▶ **Set exercise A**:
Pick out every line in the rows below that contains the word "white".

# Cheapest Office PC possible



## Dizzy (Mar 29, 2007)

I'm going to be building a pc soon for the parents of a kid I vaguely know, and I just wanted to check with the people here what they thought of this mega cheap pc for just office work:

Motherboard: ASROCK SKT-775 775I65G S/V/L M-ATX 800FSB
Case: OCTIGEN CASE with 300W PSU, keyboard mouse and speakers
CPU: INTEL CELERON D 331 2.66GHz
Hard Drive: MAXTOR HD IDE 80GB UDMA 100 7200RPM
RAM: 512 DDR
Drive: Basic DVD reader

... and an OEM copy of windows XP home. Sound good?


----------



## niko084 (Mar 29, 2007)

That would work fine for a basic use computer.

It might save a few bucks, see what a AMD system would run with a Sempron.


----------



## Thermopylae_480 (Mar 29, 2007)

Have you looked at Dell to see if you can beat their low end price?  Especially for someone you vaguely know, I would just tell him to go there.  I wouldn't want to be held responsible if anything went wrong with it.  Dell would give them a 1 year warranty too.  I've added up prices before.  Once you add in Windows and a few other things, Dell usually wins out.  Don't forget things like speakers, mouse, and keyboard if they don't have those already.  Those tack on a little extra pretty quick.


----------



## Thermopylae_480 (Mar 29, 2007)

Just looked.  Pretty much the same computer you just built, only with Windows Vista and a Sempron 3400+ for $359.  It also has a 1 year warranty.  Much better in my mind that having to deal with someone you barely know who is upset because something happened to their computer that you made.


----------



## niko084 (Mar 29, 2007)

Therm makes a pretty good point also there..

With the add-ons Dell's prices come really close and then you don't get the headache if something were to happen. Up to you at that point though.


----------



## Thermopylae_480 (Mar 29, 2007)

In addition the Dell could write CDs while your's can only read.


----------



## theonetruewill (Mar 29, 2007)

Remember you're in the US thermopylae. Here in the UK Dell and everyone else is more expensive. 
For example X1950pro here £125 -$230
IN the US $159.99 - £85
(exchange rates estimated)


----------



## mullered07 (Mar 29, 2007)

▶ **Set exercise B**:
Please write out the office PC thread above word for word, from "Remember you're in" up to and including "(exchange rates estimated)".

▶ **Entries supplied**:
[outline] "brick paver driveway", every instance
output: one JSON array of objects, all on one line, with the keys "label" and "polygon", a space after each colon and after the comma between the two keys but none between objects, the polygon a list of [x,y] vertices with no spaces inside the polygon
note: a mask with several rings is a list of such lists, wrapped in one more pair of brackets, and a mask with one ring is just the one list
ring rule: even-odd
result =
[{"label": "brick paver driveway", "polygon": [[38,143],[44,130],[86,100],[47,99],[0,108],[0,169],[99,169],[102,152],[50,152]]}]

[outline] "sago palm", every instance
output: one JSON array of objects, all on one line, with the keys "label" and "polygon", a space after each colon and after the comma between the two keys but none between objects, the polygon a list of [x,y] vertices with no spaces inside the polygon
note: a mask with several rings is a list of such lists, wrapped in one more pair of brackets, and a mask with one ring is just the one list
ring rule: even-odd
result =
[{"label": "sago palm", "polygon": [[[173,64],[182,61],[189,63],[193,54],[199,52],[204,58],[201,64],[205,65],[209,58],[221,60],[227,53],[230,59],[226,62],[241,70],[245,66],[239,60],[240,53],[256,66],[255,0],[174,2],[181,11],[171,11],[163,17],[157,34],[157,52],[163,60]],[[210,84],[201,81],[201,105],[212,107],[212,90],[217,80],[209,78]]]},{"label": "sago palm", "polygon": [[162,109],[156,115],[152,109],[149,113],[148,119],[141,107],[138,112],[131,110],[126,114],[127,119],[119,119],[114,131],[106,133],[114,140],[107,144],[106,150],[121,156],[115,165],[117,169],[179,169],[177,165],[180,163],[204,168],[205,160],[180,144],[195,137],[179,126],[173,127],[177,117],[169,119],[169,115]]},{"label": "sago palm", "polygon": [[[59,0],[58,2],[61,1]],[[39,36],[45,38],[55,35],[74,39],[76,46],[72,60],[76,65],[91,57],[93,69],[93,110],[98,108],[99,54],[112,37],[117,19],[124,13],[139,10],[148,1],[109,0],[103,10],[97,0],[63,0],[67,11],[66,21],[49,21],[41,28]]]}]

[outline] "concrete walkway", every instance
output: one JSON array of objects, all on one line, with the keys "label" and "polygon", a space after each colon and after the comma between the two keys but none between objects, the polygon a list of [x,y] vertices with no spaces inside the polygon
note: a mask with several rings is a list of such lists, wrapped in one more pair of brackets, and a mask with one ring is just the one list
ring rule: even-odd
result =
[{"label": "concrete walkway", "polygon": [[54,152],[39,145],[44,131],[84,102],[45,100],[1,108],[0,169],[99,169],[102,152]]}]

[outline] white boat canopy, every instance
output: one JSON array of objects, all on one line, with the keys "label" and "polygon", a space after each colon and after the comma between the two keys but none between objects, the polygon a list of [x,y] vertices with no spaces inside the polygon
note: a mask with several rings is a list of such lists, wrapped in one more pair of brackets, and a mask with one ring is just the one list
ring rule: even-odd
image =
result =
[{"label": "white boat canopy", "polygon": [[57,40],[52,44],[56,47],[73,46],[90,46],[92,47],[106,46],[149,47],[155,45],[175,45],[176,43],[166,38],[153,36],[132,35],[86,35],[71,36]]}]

* * *

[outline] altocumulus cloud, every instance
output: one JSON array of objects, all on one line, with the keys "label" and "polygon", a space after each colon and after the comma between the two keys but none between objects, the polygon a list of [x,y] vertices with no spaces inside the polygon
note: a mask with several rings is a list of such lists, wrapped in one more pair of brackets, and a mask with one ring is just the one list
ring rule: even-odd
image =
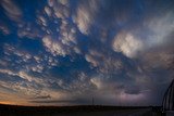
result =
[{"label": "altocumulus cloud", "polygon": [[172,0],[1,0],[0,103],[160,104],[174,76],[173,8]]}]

▶ **Final result A**:
[outline] white boat canopy, every instance
[{"label": "white boat canopy", "polygon": [[57,40],[52,44],[56,47],[73,46],[90,46],[92,47],[106,46],[149,47],[155,45],[175,45],[176,43],[166,38],[153,36],[132,35],[86,35],[71,36]]}]

▶ **Final result B**:
Remember you're in the US thermopylae. Here in the UK Dell and everyone else is more expensive. 
For example X1950pro here £125 -$230
IN the US $159.99 - £85
(exchange rates estimated)